= INSTRUCTIONS TO FOLLOW =
Set down each of the entries below again, word for word and line for line.
---------------
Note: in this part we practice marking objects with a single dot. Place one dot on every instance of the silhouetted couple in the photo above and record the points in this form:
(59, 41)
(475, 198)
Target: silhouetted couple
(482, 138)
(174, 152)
---------------
= OUTPUT OF THE TASK =
Note: in this part we practice marking objects with a single dot. Place one dot on every instance of the silhouetted couple in the photo above and record the points in this form:
(59, 41)
(475, 198)
Target: silhouetted couple
(482, 138)
(174, 152)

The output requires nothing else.